(Excerpts from a dataset)
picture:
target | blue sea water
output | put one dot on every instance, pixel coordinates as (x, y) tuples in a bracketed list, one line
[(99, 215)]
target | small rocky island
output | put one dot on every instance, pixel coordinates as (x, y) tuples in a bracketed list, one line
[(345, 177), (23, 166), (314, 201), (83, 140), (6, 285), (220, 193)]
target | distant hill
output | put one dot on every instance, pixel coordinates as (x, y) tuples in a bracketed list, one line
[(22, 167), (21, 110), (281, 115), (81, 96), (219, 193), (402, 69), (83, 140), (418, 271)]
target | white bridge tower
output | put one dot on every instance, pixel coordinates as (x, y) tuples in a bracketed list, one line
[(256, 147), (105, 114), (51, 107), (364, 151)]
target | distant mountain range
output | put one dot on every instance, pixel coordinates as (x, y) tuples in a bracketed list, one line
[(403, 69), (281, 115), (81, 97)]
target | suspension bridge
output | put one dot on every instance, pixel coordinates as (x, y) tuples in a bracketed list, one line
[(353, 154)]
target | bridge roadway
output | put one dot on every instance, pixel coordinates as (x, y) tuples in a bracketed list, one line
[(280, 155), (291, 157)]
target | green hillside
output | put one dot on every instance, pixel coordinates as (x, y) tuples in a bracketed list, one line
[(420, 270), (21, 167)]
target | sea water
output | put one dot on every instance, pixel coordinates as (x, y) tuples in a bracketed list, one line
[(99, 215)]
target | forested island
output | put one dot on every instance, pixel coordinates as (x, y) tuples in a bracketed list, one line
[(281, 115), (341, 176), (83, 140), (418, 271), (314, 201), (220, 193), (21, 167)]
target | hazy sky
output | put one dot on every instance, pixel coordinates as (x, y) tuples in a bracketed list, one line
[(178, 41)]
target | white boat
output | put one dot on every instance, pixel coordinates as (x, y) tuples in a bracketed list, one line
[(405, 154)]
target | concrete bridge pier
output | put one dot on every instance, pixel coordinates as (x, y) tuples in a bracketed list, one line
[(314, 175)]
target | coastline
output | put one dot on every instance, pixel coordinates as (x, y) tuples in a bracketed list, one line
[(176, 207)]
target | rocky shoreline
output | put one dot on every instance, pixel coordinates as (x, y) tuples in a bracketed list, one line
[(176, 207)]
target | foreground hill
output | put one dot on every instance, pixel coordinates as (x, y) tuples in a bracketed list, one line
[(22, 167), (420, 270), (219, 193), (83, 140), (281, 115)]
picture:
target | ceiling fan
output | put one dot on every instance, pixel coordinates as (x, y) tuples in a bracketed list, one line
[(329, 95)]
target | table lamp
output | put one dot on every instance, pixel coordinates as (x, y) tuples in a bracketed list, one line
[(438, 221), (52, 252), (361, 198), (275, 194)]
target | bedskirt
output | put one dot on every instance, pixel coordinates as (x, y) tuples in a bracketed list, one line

▸ WORK TO BE COMPLETED
Reproduce the lines above, beginning at the line with "target | hazy sky" and stopping after the line with "target | table lamp", exactly as they are.

▸ SOLUTION FOR THIS EXERCISE
target | hazy sky
output | put one dot on every instance, pixel coordinates as (x, y) tuples in a bracketed list, one line
[(178, 41)]
target | white boat
output | put one dot on every instance, pixel coordinates as (x, y) tuples in a bracketed list, one line
[(405, 154)]
target | concrete bridge pier
output | put one dot on every instance, pixel coordinates as (x, y) tuples in a bracketed list, one line
[(314, 175)]
target | coastline
output | put one dot on every instance, pixel coordinates as (x, y) tuples in a bracketed list, one line
[(176, 207)]
target | rocky shoreline
output | put one dot on every instance, pixel coordinates as (x, y) tuples in a bracketed list, one line
[(176, 207)]
target | foreground hill
output | put one dot on every instance, pixel coordinates as (x, y) tuples in a bracketed list, one line
[(22, 167), (420, 270), (219, 193), (83, 140), (281, 115)]
picture:
target | ceiling fan
output | put one dot on every instance, pixel coordinates as (x, y) tuples in a bracketed list, one line
[(329, 95)]
target | table lamp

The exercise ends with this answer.